-- Begin --

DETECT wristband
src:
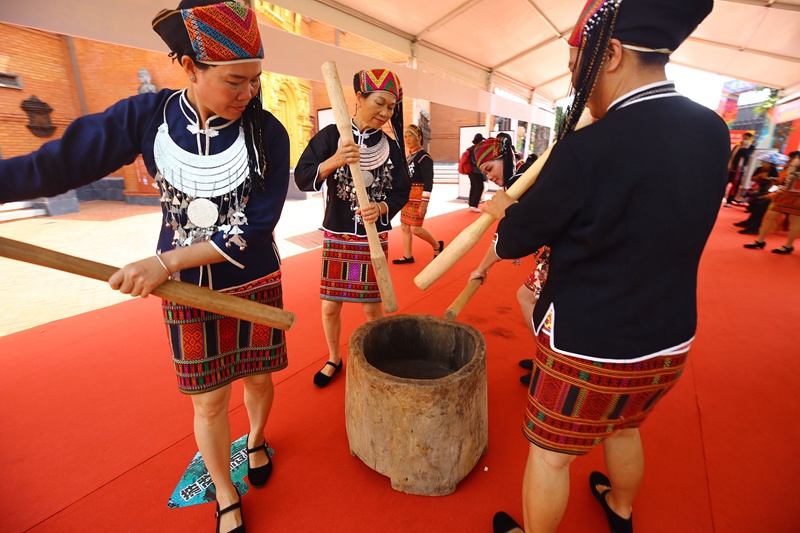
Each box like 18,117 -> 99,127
156,251 -> 173,280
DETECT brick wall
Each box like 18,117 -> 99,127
429,102 -> 486,163
0,23 -> 80,158
73,38 -> 186,196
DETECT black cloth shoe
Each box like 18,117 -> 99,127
772,246 -> 794,255
215,487 -> 245,533
247,441 -> 272,489
492,511 -> 523,533
314,361 -> 342,388
589,472 -> 633,533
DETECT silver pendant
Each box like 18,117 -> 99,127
186,198 -> 217,228
361,170 -> 375,189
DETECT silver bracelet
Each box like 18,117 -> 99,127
156,250 -> 173,280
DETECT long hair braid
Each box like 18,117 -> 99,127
558,0 -> 620,140
242,88 -> 271,189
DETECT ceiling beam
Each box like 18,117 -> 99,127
528,0 -> 563,37
717,0 -> 800,11
416,0 -> 483,40
492,36 -> 561,70
687,37 -> 800,63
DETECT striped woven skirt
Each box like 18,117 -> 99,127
319,231 -> 389,303
400,183 -> 425,227
769,191 -> 800,215
162,271 -> 288,394
523,331 -> 689,455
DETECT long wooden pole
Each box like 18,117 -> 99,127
414,110 -> 591,290
322,61 -> 402,313
444,279 -> 481,321
0,237 -> 295,331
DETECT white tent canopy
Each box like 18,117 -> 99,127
279,0 -> 800,101
0,0 -> 800,115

-- End --

# Goal:
Repeat all of the rows above line for line, leaving out the pictures.

# Exercise result:
DETECT wristband
src:
Each box like 18,117 -> 99,127
156,251 -> 173,280
DETECT brick wall
Each box like 18,117 -> 99,127
429,102 -> 486,163
0,23 -> 80,158
73,38 -> 186,196
DETECT black cloth shoe
Each box like 18,117 -> 99,127
772,246 -> 794,255
215,487 -> 245,533
247,441 -> 272,489
492,511 -> 523,533
314,361 -> 342,388
589,472 -> 633,533
DETECT silver pendant
Each box like 18,117 -> 99,127
186,198 -> 217,228
361,170 -> 375,189
DETECT silver bracelet
Each box like 18,117 -> 99,127
156,250 -> 173,280
DETECT long hair braid
Each box like 18,117 -> 99,127
558,0 -> 620,140
242,88 -> 271,189
DETECT ceiling beam
Each box like 18,117 -> 99,127
528,0 -> 563,37
717,0 -> 800,11
416,0 -> 483,40
492,36 -> 561,70
687,37 -> 800,63
DETECT striped woven skirt
Each box like 18,117 -> 99,127
319,231 -> 389,303
400,183 -> 425,227
769,191 -> 800,215
162,271 -> 288,394
523,331 -> 689,455
DETECT long wooden pole
Each box like 18,117 -> 99,127
414,110 -> 591,290
322,61 -> 402,313
444,279 -> 481,321
0,237 -> 295,331
DETECT white tent canopy
Each box like 18,117 -> 99,127
279,0 -> 800,101
0,0 -> 800,115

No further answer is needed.